Shares in IAG were down almost 3.5 per cent in afternoon trading, while Easyjet was among the biggest FTSE fallers after dropping more than eight per cent.
Ryanair fell 4.4 per cent following the announcement, while budget carrier Wizz Air was also down just over one per cent.
FTSE 100 rally fades as critics slam Johnson speech
Critics slammed Johnson’s announcement as vague and difficult for employers and employees to interpret.
“Boris Johnson unveiled an unclear, and arguably irresponsible, set of measures on Sunday evening,” Spreadex financial analyst Connor Campbell said.
He added the PM was “pushing the country’s most economically vulnerable back to work despite the government’s own made-up warning system sitting at a 4 out of 5”.
Johnson’s advice came before the Office for National Statistics today revealed construction workers are among the most vulnerable to coronavirus.
Yet Johnson said employees are “actively encouraged” to return to work if they cannot work from home. That is largely meant to apply to manufacturing and construction workers.
“This while allowing people to sit two metres apart from strangers in a park without giving any word on when they can see loved ones in different households,” he added.
Meanwhile, Activ Trades analyst Pierre Veyret said traders would be careful this week due to the risk of a second wave of infections as lockdowns ease.
“Investors are likely to stay cautious in the days and weeks to come, with the fear of a second wave ever present,” he said. “In addition, a lot of the bullish drivers are already priced into markets. Some traders [are] wondering if there is still room for an extended rally this week.”
David Madden of CMC Markets said the easing of lockdowns had turned out to be a “double-edged sword” as initial optimism about reopening the economy was usurped by fears of a second wave.
“Reports from South Korea and Germany show that new cases have jumped amid the easing of restrictions, and that’s why traders are dumping stocks today,” he said.
“When it comes to reopening the economy, there is a fear in the markets that it might be a case of one step forward and two steps backwards.”
Wall Street wobbles on second wave worries
US stocks were mixed this afternoon as investors tested the waters amid the reopening of economies in states across the country.
The Dow Jones and S&P 500 were down 0.8 per cent and 0.5 per cent respectively in New York trading, reflecting concerns about a second wave of infections.
But the tech-heavy Nasdaq ticked up marginally as it continued to outperform its peers during the pandemic.
However, CMC Markets’ David Madden said both the Dow Jones and S&P 500 had made significant gains since March, meaning today’s negative moves were “tiny by comparison”.

# EXERCISES TO COMPLETE:
a) Answer these questions about the market report, one line each:
(i) By what percentage did Ryanair shares fall?
(ii) Which Activ Trades analyst said investors were likely to stay cautious?
(iii) How far was the S&P 500 down in New York trading?
b) Copy the market report from "Wall Street wobbles" up to and including "across the country.".
c) Which companies does the market report name as having shares that fell?

# DATASET CONTENT:

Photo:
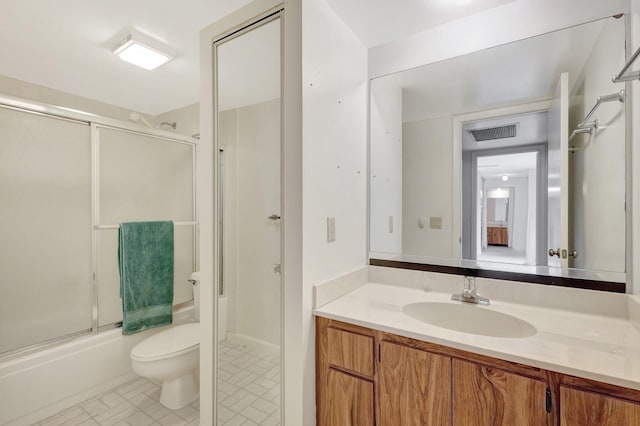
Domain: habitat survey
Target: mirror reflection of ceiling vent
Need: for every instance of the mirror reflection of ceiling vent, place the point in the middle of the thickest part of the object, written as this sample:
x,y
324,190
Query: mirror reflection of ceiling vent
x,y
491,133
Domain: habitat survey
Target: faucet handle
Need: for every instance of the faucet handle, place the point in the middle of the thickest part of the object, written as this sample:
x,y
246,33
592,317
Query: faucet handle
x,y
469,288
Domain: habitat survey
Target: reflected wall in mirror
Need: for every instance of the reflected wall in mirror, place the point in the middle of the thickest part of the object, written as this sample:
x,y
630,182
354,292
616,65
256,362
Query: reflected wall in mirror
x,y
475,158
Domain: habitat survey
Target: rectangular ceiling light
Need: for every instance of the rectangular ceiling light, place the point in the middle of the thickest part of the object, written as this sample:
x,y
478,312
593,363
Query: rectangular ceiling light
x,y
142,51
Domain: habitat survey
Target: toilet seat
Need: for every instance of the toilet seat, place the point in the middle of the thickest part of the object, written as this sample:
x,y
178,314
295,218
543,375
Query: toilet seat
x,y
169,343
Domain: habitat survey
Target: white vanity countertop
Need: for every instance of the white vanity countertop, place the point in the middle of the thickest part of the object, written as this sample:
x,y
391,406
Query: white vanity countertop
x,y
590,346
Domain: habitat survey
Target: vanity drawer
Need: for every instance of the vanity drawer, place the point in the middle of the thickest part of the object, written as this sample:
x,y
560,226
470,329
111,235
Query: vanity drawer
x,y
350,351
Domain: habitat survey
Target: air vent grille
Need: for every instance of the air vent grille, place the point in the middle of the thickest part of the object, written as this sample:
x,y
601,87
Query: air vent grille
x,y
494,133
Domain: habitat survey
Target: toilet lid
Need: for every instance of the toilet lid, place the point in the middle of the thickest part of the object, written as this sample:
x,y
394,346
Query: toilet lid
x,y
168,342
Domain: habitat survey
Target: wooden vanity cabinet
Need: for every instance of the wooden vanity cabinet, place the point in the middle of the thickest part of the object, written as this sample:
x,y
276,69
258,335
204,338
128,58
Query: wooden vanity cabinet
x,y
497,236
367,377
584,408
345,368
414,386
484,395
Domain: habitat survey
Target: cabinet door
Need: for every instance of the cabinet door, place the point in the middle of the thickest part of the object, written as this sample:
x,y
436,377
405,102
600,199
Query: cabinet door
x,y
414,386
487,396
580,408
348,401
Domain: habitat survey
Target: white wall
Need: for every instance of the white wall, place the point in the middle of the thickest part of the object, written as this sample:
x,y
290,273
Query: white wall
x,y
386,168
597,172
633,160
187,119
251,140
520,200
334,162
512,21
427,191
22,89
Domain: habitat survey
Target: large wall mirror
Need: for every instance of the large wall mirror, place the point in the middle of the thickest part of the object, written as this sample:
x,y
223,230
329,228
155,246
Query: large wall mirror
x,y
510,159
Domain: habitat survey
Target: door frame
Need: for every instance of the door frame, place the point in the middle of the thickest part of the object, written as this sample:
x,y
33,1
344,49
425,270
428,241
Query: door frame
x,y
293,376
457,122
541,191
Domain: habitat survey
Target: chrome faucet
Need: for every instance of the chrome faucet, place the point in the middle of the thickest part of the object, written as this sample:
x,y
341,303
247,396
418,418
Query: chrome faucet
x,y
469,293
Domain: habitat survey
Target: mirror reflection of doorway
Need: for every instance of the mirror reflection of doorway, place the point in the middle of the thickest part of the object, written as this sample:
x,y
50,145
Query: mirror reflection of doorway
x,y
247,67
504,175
* * *
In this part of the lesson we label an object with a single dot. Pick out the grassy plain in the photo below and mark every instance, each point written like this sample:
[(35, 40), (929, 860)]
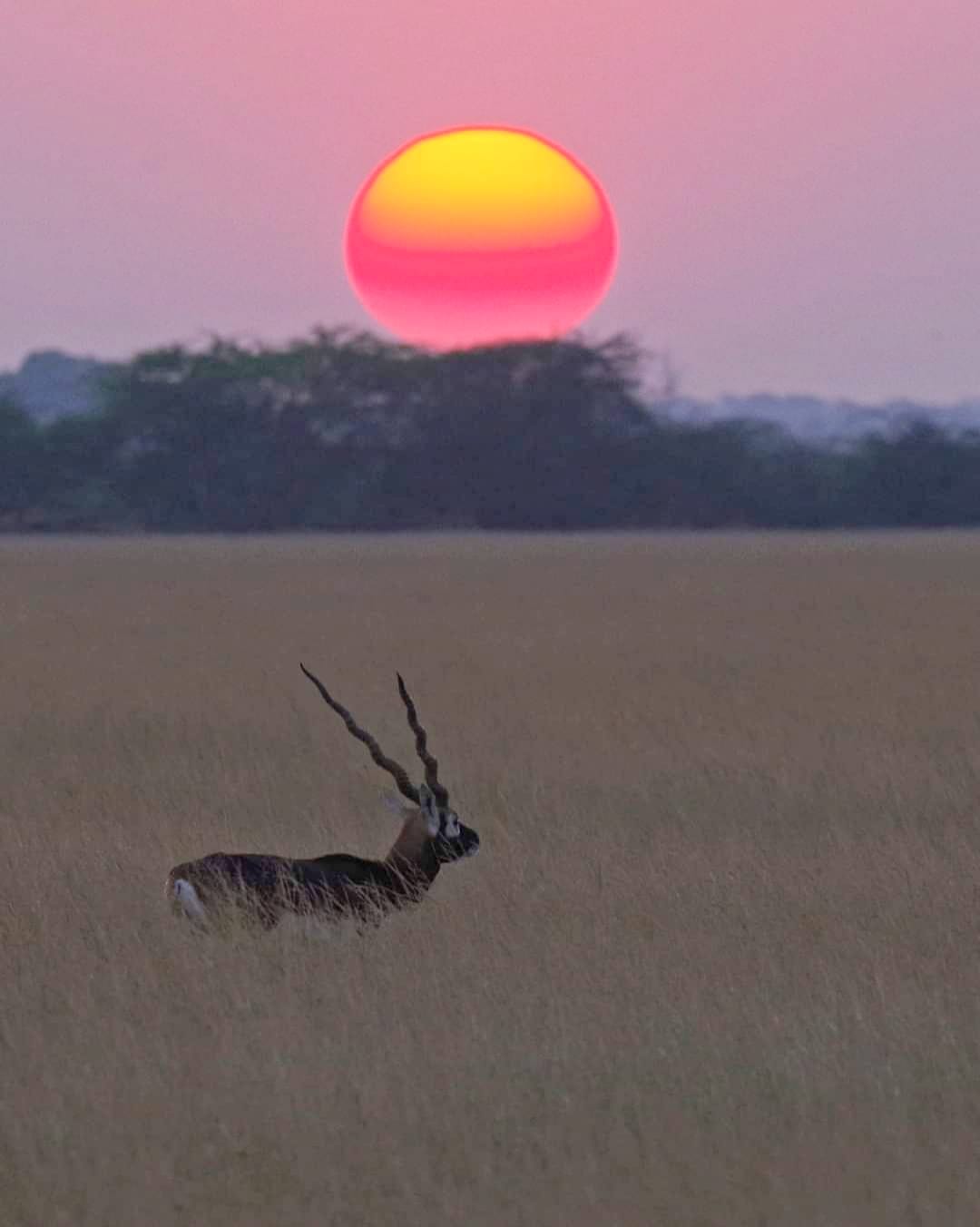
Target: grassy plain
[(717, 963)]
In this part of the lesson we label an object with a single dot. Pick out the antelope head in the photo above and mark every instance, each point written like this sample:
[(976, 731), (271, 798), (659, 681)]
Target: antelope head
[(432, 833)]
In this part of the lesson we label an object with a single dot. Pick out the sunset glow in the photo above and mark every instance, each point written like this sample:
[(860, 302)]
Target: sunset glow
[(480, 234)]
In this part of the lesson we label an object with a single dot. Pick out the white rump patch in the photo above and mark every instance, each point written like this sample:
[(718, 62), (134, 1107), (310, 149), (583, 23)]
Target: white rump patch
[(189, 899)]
* * *
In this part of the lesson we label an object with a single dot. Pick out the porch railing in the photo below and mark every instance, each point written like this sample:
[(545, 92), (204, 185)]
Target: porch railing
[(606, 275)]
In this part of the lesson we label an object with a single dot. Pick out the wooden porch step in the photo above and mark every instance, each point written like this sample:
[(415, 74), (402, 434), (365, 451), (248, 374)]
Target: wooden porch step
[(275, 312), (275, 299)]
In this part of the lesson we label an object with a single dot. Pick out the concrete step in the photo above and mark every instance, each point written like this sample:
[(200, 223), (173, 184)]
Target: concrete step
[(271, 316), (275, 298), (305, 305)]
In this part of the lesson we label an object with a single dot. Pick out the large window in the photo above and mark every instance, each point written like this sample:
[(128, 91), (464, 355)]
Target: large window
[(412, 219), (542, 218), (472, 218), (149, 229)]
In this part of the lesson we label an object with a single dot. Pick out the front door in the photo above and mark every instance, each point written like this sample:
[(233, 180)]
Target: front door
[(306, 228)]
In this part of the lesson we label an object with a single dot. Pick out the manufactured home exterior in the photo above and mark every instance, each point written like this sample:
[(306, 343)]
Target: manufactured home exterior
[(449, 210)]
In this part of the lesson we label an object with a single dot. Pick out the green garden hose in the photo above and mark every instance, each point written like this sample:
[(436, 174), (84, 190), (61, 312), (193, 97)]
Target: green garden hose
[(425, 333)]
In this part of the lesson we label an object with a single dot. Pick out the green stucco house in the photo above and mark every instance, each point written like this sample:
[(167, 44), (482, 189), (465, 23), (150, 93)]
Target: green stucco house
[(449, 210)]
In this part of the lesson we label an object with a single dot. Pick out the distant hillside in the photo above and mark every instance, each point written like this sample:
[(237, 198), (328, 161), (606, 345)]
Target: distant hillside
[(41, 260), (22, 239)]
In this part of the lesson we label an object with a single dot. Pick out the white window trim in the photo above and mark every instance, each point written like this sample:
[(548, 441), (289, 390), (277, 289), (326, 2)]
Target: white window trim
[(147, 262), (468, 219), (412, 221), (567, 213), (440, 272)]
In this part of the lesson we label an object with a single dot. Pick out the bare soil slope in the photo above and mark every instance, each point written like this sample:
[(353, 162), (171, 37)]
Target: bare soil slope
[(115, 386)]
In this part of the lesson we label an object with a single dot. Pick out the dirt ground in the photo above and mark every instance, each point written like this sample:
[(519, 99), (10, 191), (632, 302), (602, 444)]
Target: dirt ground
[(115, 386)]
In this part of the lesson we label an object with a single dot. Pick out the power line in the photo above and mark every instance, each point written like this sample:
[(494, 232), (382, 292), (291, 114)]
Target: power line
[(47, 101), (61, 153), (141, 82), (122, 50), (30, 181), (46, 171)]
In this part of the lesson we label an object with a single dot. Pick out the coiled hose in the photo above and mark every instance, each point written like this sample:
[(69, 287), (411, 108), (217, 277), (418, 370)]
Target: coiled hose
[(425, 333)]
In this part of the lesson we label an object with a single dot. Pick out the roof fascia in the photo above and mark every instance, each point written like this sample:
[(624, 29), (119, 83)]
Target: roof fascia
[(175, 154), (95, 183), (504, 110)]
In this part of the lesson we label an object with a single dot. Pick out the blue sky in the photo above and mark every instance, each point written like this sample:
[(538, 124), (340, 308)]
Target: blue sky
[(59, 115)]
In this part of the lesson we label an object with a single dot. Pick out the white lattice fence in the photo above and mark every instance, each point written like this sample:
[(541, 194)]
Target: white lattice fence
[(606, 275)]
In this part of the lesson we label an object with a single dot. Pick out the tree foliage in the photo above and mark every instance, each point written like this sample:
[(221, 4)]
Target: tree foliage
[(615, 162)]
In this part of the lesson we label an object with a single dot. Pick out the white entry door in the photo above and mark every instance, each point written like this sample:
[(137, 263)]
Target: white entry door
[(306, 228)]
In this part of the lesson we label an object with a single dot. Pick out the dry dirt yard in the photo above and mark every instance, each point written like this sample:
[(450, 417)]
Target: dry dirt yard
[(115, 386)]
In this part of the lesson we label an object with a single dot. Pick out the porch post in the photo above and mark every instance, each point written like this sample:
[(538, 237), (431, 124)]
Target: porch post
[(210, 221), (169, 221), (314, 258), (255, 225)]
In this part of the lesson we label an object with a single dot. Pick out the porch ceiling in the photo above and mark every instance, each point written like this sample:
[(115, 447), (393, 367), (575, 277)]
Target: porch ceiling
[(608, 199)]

# SOLUTION SET:
a)
(i) 4.4 per cent
(ii) Pierre Veyret
(iii) 0.5 per cent

b)
Wall Street wobbles on second wave worries
US stocks were mixed this afternoon as investors tested the waters amid the reopening of economies in states across the country.

c) IAG, Easyjet, Ryanair, Wizz Air